• KUTIPAN SUMBER:
------------------------------------

Opini

Peran Orang Tua dalam Mengawasi Media Sosial

Kamis, 30 Maret 2017 | 02:00 WIB

Peran Orang Tua dalam Mengawasi Media Sosial

ilustrasi: iconfinder

Oleh Durrotul Firdaus
Internet menjadi salah satu teknologi informasi yang fenomenal saat ini. Pertumbuhan penggunaan Internet yang pesat juga terjadi di Indonesia, beberapa tahun ini jumlah pengakses Internet di Indonesia mengalami peningkatan yang tajam. Sebagai gambaran, APJII (Asosiasi Penyelenggara Jasa Internet Indonesia) pada 2014 menyebutkan, pengguna Internet di Indonesia mencapai 88,1 juta. Angka tersebut naik dari 71,2 juta dari tahun sebelumnya.

Berdasarkan hasil riset Yahoo di Indonesia yang bekerja sama dengan Taylor Nelson Sofres pada tahun 2009, pengguna Internet terbesar adalah usia 15-19 tahun, sebesar 64 persen. Sementara berdasarkan UU Nomor 23 Tahun 2002 tentang Perlindungan Anak, usia 0-8 tahun tergolong usia anak-anak dan sementara 15-19 termasuk golongan remaja. Sebanyak 53 persen dari kalangan remaja itu mengakses internet melalui warung internet, sementara 19 persen mengakses via telepon seluler. Sedangkan data terbaru di tahun 2015 cenderung terbalik dengan data tahun 2009, seiring dengan banyaknya pengguna internet yang memiliki gawai (smartphone), sehingga pengguna internet saat ini lebih banyak mengakses lewat seluler dibanding warnet.

Perkembangan teknologi bagai pisau bermata dua. Manfaat yang dihasilkan selaras dengan ancaman bahaya yang mungkin ditimbulkan apabila digunakan tidak semestinya. Mengawali tahun 2010, media massa  di Indonesia mulai dari televisi, surat kabar, tabloid, dan radio menginformasikan tentang kasus kriminal yang melibatkan salah satu situs jejaring sosial yang sedang marak digunakan remaja di Indonesia, seperti Facebook, Blackberry massanger, Twitter, Instagram, Line, Whatsapp. Sebagai contoh, kejahatan yang marak diberitakan di media massa berkaitan dengan penggunaan facebook oleh remaja adalah penipuan, prostitusi online, human trafficking, dan pencemaran nama baik (Juju, 2010:73).

------------------------------------

• DATA:
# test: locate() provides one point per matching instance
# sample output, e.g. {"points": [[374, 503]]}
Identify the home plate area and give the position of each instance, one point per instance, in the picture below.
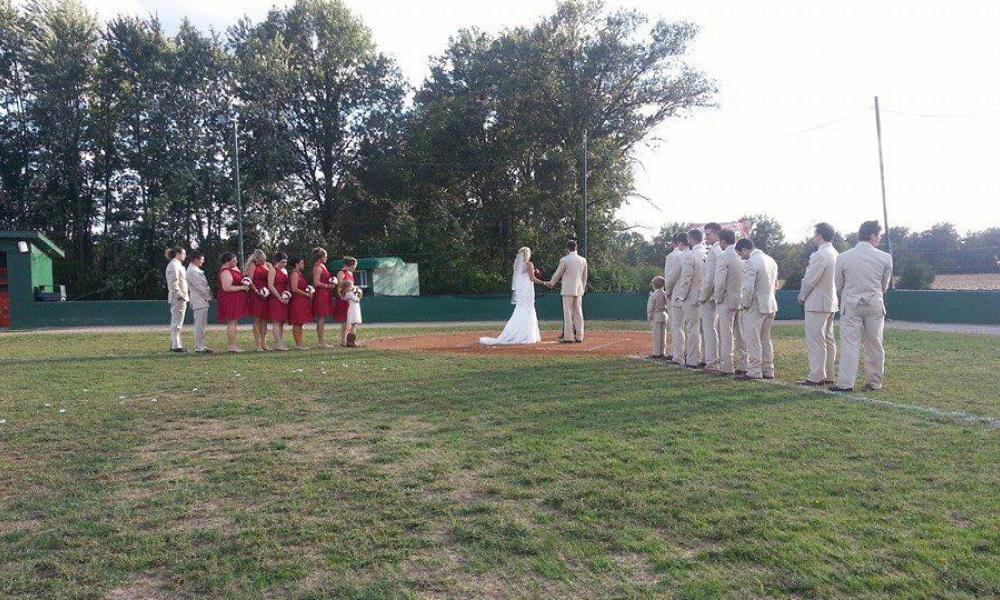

------------------------------------

• KUMPULAN SOAL:
[1] Kejahatan apa saja yang disebut dalam artikel tentang pengawasan media sosial sebagai contoh yang marak diberitakan terkait penggunaan Facebook oleh remaja?
[2] Lanjutkan artikel tentang pengawasan media sosial mulai dari kalimat sesudah kalimat terakhirnya.
Baris-baris data merupakan bahan tersendiri yang tidak berkaitan dengan artikel.

• JAWABAN PER SOAL:
[1] Penipuan, prostitusi online, human trafficking, dan pencemaran nama baik.

[2]
Kasus terbaru yang kian marak beberapa saat lalu ialah kasus 2 akun gadis yang memiliki follower Instagram menyaingi jumlah follower istri presiden ke-5 RI, Ani Yudhoyono. Ketika ditelusuri akun Instagram yang ramai dikunjungi oleh netizen tersebut ternyata berisi konten yang menyedihkan. Akun tersebut menampilkan gaya hidup yang bebas, kebiasaan pacaran, dan budaya hura-hura. Diantara netizen memberikan komentar yang mendukung, memberikan pujian, dan juga ada yang menyudutkan pelaku, dan sebagian menyalahkan orangtua pelaku. Disini ada dua fenomena yang kita tangkap. Pertama, adalah pergaulan bebas anak yang kurang pengawasan dari keluarga. Kedua, sisi negatif penggunaan media sosial untuk mengekspresikan diri. Miris melihatnya, apalagi bagi orangtua yang memiliki anak-anak yang menuju masa pubertas.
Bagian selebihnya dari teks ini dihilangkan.